DATA LINES

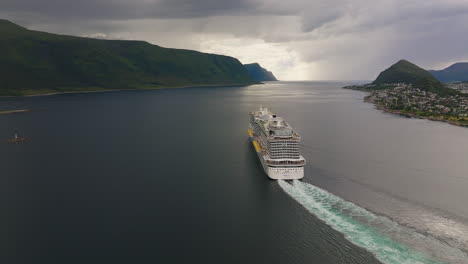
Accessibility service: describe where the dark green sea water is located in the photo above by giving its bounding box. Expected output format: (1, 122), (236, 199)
(0, 82), (468, 264)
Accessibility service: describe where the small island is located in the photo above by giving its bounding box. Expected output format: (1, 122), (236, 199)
(344, 60), (468, 127)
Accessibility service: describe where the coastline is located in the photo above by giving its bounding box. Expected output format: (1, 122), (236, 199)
(343, 85), (468, 128)
(0, 82), (264, 98)
(376, 107), (468, 128)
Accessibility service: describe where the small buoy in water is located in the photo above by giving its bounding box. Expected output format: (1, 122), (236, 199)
(5, 131), (29, 143)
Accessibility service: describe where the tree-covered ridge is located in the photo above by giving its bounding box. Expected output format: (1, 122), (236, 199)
(244, 63), (277, 81)
(0, 20), (256, 95)
(429, 62), (468, 82)
(372, 60), (457, 95)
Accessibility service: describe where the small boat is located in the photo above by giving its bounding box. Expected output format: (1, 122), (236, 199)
(5, 131), (29, 143)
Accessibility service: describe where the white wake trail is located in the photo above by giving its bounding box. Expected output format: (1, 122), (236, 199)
(278, 180), (468, 264)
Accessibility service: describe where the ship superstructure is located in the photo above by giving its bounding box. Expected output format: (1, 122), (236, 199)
(247, 107), (306, 180)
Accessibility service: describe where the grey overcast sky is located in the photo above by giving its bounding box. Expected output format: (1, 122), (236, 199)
(0, 0), (468, 80)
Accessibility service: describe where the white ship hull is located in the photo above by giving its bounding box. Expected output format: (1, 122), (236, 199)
(249, 137), (304, 180)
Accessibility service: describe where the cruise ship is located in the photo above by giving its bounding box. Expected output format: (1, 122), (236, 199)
(247, 106), (306, 180)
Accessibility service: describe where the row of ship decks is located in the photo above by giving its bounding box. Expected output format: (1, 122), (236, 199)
(264, 156), (305, 166)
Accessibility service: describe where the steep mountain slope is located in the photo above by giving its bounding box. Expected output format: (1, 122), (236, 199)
(0, 20), (256, 95)
(244, 63), (277, 81)
(429, 62), (468, 82)
(372, 60), (456, 95)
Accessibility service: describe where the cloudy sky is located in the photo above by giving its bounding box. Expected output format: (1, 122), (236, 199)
(0, 0), (468, 80)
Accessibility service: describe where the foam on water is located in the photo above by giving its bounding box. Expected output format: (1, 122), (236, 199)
(278, 180), (468, 264)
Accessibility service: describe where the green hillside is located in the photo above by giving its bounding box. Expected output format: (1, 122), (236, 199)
(244, 63), (278, 82)
(372, 60), (457, 95)
(0, 20), (256, 95)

DO THIS
Reproduce the lines from the one containing "Accessibility service: describe where the cloudy" up to and including the final line. Keep all wording unchanged and offset every bounding-box coordinate in the answers by adding 115.

EXERCISE SOLUTION
Accessibility service: describe where the cloudy sky is located in the photo above by giving its bounding box. Expected output format: (1, 122), (236, 199)
(115, 115), (583, 195)
Accessibility service: describe where the foam on water is located in the photo above by giving its bounding box. Expected output format: (1, 122), (236, 199)
(393, 295), (583, 379)
Accessibility service: describe where the green hillside is located in the photo above by giving its bounding box. Expected output format: (1, 122), (236, 199)
(359, 178), (393, 197)
(487, 175), (572, 210)
(115, 135), (371, 210)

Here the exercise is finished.